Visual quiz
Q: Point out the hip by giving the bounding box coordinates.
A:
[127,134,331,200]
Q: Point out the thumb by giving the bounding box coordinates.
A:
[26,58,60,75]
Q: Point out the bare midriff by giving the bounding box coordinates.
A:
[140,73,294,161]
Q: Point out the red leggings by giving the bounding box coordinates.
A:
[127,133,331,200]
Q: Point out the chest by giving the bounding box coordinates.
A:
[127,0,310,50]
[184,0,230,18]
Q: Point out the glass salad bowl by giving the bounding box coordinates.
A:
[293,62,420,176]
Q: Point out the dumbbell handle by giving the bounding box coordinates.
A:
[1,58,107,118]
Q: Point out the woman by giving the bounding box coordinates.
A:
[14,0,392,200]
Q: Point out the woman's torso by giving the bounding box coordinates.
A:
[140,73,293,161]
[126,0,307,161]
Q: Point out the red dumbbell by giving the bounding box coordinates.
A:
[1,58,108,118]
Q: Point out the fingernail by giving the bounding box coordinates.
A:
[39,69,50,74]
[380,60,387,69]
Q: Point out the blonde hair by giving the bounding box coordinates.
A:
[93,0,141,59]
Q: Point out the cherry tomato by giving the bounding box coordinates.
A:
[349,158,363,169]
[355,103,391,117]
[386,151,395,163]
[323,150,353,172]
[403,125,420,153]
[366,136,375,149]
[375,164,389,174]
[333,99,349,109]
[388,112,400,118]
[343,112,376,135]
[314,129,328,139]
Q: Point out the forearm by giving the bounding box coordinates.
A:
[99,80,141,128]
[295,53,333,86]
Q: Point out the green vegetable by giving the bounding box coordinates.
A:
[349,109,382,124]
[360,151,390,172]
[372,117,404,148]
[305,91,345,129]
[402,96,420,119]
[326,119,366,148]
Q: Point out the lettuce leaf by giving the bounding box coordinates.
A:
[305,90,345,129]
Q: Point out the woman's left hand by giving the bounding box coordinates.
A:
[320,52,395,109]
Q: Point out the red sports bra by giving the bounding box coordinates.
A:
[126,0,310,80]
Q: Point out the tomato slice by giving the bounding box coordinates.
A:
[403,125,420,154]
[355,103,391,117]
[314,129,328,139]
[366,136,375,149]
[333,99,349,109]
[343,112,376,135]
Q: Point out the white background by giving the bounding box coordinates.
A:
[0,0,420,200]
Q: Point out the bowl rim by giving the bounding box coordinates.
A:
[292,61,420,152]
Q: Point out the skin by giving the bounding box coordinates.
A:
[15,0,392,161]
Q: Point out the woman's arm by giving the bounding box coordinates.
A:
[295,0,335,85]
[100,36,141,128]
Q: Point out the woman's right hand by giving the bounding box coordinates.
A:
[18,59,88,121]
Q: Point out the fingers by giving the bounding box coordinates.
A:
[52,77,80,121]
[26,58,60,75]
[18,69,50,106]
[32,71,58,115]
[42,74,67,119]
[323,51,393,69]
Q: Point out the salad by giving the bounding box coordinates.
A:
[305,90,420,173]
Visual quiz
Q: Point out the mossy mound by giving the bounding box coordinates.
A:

### PROBLEM STATEMENT:
Please reproduce the listing above with "Mark" substituted for every occurrence of "Point out", keeping everything else unchanged.

### REPLY TO THE TASK:
Visual quiz
Q: Mark the hip by giving the bounding box coordinates.
A:
[127,134,331,200]
Q: Mark the thumb by giving the bounding box coordinates.
A:
[26,58,60,75]
Q: Mark the bare midriff by giving the bounding box coordinates.
A:
[140,73,294,161]
Q: Mark the red leggings by giving the bounding box coordinates.
A:
[127,133,331,200]
Q: Mark the chest by giving the bounding box coordinates.
A:
[127,0,310,50]
[184,0,230,18]
Q: Mark the glass salad bowl by giving the bounding box coordinates.
A:
[293,62,420,176]
Q: Mark the dumbbell handle by giving the bounding box coordinates.
A:
[1,58,107,118]
Q: Mark the woman by giving the bounding box coordinates.
A:
[14,0,392,200]
Q: Mark the woman's torso by giving the bounding box coordinates.
A:
[140,73,293,161]
[126,0,307,161]
Q: Mark the red dumbbell by giving the bounding box coordinates.
A:
[1,58,108,118]
Q: Mark the fingernail by giving the bounding box coordinates.
A:
[39,69,50,74]
[380,60,387,69]
Q: Mark the blonde hair by giving the bounding box coordinates.
A:
[93,0,141,59]
Q: Mark the cherry tomato by giving the bounding box coordinates.
A:
[349,158,363,169]
[355,103,391,117]
[386,151,395,163]
[323,150,353,172]
[403,125,420,153]
[366,136,375,149]
[375,164,389,174]
[333,99,349,109]
[388,112,400,118]
[343,112,376,135]
[314,129,328,139]
Q: Mark the forearm by giving the bounding box coordinates.
A:
[99,80,141,128]
[295,53,333,86]
Q: Mark the green vegetable by giving the bounding box coordinates.
A:
[349,109,382,124]
[360,151,390,172]
[372,117,404,148]
[305,91,345,129]
[402,96,420,119]
[326,119,366,148]
Q: Mark the lettuce leaf by giving the bounding box coordinates.
A:
[305,90,345,129]
Q: Mark the woman's left hand by giving the bounding box coordinates.
A:
[320,52,395,109]
Q: Mark the red sports bra by giving the bounding box coordinates.
A:
[126,0,310,80]
Q: Mark the tomato slice by giving the bounding box coordinates.
A:
[403,125,420,154]
[355,103,391,117]
[314,129,328,139]
[366,136,375,149]
[333,99,349,109]
[343,112,376,135]
Q: Mark the white background by giving the bounding box coordinates.
A:
[0,0,420,200]
Q: Mark the bowl rim by giving the bounding box coordinates.
A:
[292,61,420,152]
Q: Mark the skin by giving the bounding box coordinates.
A:
[15,0,392,161]
Q: Mark the woman's arm by giving the bounding box coordinates.
A:
[295,0,335,85]
[100,36,141,128]
Q: Mark the woman's right hand by giving the bounding box coordinates.
A:
[18,59,88,121]
Q: Mark the fingers by giving the bounding box coordinates.
A:
[52,77,80,121]
[26,58,60,75]
[18,69,50,106]
[32,71,58,115]
[42,74,67,119]
[323,51,393,69]
Q: Mark the salad by giving the bounding box coordinates.
A:
[305,90,420,173]
Visual quiz
Q: Mark the mossy mound by giving the bounding box coordinates.
A:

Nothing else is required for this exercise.